ABOUT THIS EXERCISE
Write each entry again exactly as shown, but without the images it holds.

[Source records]
-=-=-

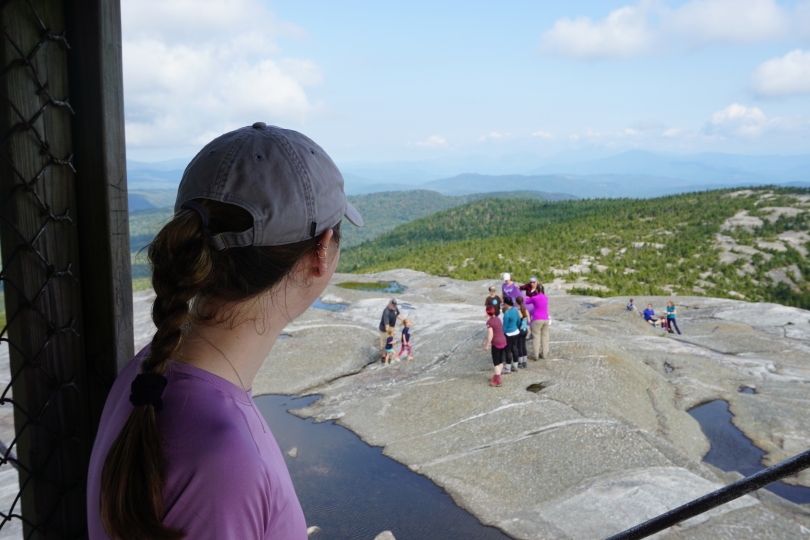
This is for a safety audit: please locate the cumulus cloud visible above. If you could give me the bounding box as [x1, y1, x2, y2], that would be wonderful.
[538, 4, 654, 59]
[704, 103, 781, 137]
[531, 131, 555, 139]
[411, 135, 449, 148]
[122, 0, 322, 150]
[539, 0, 790, 59]
[669, 0, 787, 45]
[751, 49, 810, 97]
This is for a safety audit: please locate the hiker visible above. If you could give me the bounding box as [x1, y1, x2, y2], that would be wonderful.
[524, 283, 550, 360]
[666, 300, 682, 334]
[626, 298, 636, 311]
[485, 286, 503, 317]
[501, 297, 521, 372]
[519, 276, 541, 297]
[519, 276, 540, 321]
[515, 296, 530, 368]
[398, 319, 414, 360]
[643, 304, 662, 327]
[501, 273, 522, 305]
[483, 307, 507, 387]
[87, 123, 363, 540]
[379, 299, 405, 361]
[384, 327, 397, 364]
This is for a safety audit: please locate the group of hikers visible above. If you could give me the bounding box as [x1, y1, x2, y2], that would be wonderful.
[626, 298, 682, 334]
[376, 276, 685, 387]
[482, 273, 550, 387]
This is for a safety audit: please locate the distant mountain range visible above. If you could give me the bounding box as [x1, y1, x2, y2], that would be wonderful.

-=-=-

RESULT BELOW
This is for a safety audit: please locate the cumulus cloud visible above. If you could give me the bounding box as [x1, y1, x2, y2], that would be wonderful.
[538, 4, 654, 59]
[704, 103, 781, 137]
[531, 131, 555, 139]
[411, 135, 449, 148]
[122, 0, 322, 150]
[539, 0, 790, 59]
[669, 0, 787, 45]
[751, 49, 810, 97]
This is for a safety audit: please locate the hiker visible above. If you could give me the bounding box as [x1, y1, x2, y2], that would be wonderful.
[524, 283, 550, 360]
[666, 300, 682, 334]
[626, 298, 636, 311]
[485, 286, 503, 317]
[501, 297, 521, 372]
[519, 276, 541, 297]
[519, 276, 540, 321]
[515, 296, 530, 368]
[398, 319, 414, 360]
[643, 304, 662, 327]
[501, 273, 522, 305]
[483, 307, 507, 387]
[87, 123, 363, 540]
[379, 299, 405, 361]
[384, 327, 397, 364]
This is for a safety audit: please locate the group of hikers visible above. If you could give me the bounding box as [x1, y1, x2, y2], that would be wonderful.
[626, 298, 682, 334]
[376, 276, 685, 387]
[482, 273, 550, 387]
This is for a safety audit: please locate the distant mountain range visible above. If you could give me the bounding box as [x1, y1, x2, y2], that would be wonderful.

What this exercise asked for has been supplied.